**Bloque de texto**
La polarización creciente en la nación ha levantado alarmas desde hace varios años. Sus síntomas son cada vez más agudos y van desde el asalto al Capitolio en enero de 2021 hasta el reciente diferendo entre Texas y el gobierno federal sobre el tema migratorio. El propio estilo de los debates presidenciales, y por extensión de buena parte de la política estadounidense, de centrarse en ataques personales antes que en proyectos políticos, el agravamiento de la situación social, la exclusión, la concentración de la riqueza, son todos elementos que contribuyen a agravar la situación.
Trump canaliza el descontento de importantes sectores sociales contra un sistema que sienten que les ha fallado. Su discurso solo sirve para echar gasolina sobre un incendio activo, sin contar con los medios o la voluntad política para contenerlo o sofocarlo. La violencia cotidiana del sistema se traduce en una violencia social que ve en el otro el enemigo, el diferente, el que amenaza mi estabilidad y mi modo de vida. Todo ese odio, fuertemente armado, puede tener consecuencias impredecibles en un futuro cercano.
El atentado contra Trump también abre, por milésima vez, el debate sobre las armas en Estados Unidos. Solo en 2022, en Estados Unidos hubo 45 mil 222 muertes por arma de fuego. En 2021 hubo 683 tiroteos masivos, en 2022 hubo 46 tiroteos en centros escolares, en 2023 hubo 565 tiroteos masivos. Se calcula que la violencia armada cuesta al sistema sanitario estadounidense más de 170 mil millones de dólares al año.
A pesar de las alarmantes cifras, las autoridades, en lugar de regular, optan por flexibilizar aún más las normativas para el uso de armas de fuego, beneficiando al poderoso lobby armamentista del país. Solo entre 2020 y 2021 se estima que unos 13,8 millones de norteamericanos compraron un arma por primera vez. Numerosos estudios apuntan a que se da un alza en la venta de armas de fuego cada vez que ocurre una tragedia a nivel nacional. O sea, cada vez que un sicópata asesina inocentes en una plaza u ocurre una catástrofe en una escuela, la industria del armamento gana dinero. La inseguridad es una rentable política de marketing para el negocio de la seguridad. El resultado son más armas que ciudadanos en la calles, muchas de ellas de alto calibre y la muerte por arma de fuego como principal causa de muerte en el país entre los jóvenes de 1 a 19 años, superando incluso a los accidentes automovilísticos.

**Instrucciones**
A – Enumere los elementos que, según el primer párrafo del texto sobre la polarización en Estados Unidos, contribuyen a agravar la situación.
B – De acuerdo con el texto sobre la polarización en Estados Unidos, ¿cuántas muertes por arma de fuego hubo en ese país en 2022?
C – Redacte una continuación del texto sobre la polarización y las armas en Estados Unidos a partir de su última oración.
Las entradas que aparecen a continuación constituyen un material aparte, independiente del texto.

**Información proporcionada**
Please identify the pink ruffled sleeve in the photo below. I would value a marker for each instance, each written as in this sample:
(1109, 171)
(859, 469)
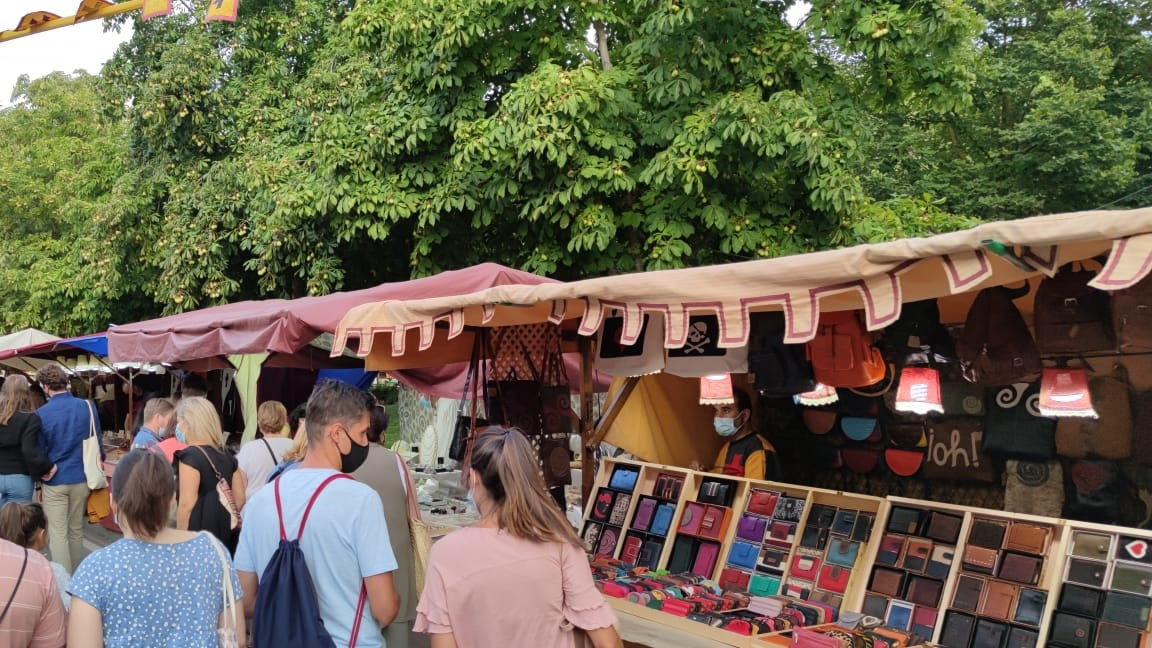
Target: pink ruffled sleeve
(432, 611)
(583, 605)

**Respuestas numeradas**
A –
- El propio estilo de los debates presidenciales, y por extensión de buena parte de la política estadounidense, de centrarse en ataques personales antes que en proyectos políticos
- El agravamiento de la situación social
- La exclusión
- La concentración de la riqueza

B – 45 mil 222 muertes.

C –
Es de suponer que Trump, como ya lo ha hecho en el pasado, apueste por más armas en su programa presidencial como la principal herramienta para combatir el problema de las armas. Es la solución de los principales políticos norteamericanos, cuyas campañas a los diferentes niveles tienen siempre en la Asociación Nacional del Rifle un generoso donante.
En el pasado político reciente del país, los intentos de asesinato contra un candidato presidencial acaban fortaleciendo su imagen ante la opinión pública. Algo así le ocurrió a Reagan en los ochenta y no es descartable que le ocurra también a Trump. Máxime cuando su principal opositor presenta evidentes señales de senilitud. Incluso es probable que el desequilibrio en futuras encuestas fortalezca las voces dentro del partido demócrata que claman por encontrar un candidato viable que sustituya al muy debilitado Biden.
Para el espectáculo político es probable que el intento de asesinato de un expresidente sea provechoso. Para la sociedad norteamericana, por el contrario, constituye una señal alarmante de hacia dónde se está moviendo el país y la evidencia de que enterrar o desconocer los conflictos no los anula, sino que los hace emerger con más fuerza.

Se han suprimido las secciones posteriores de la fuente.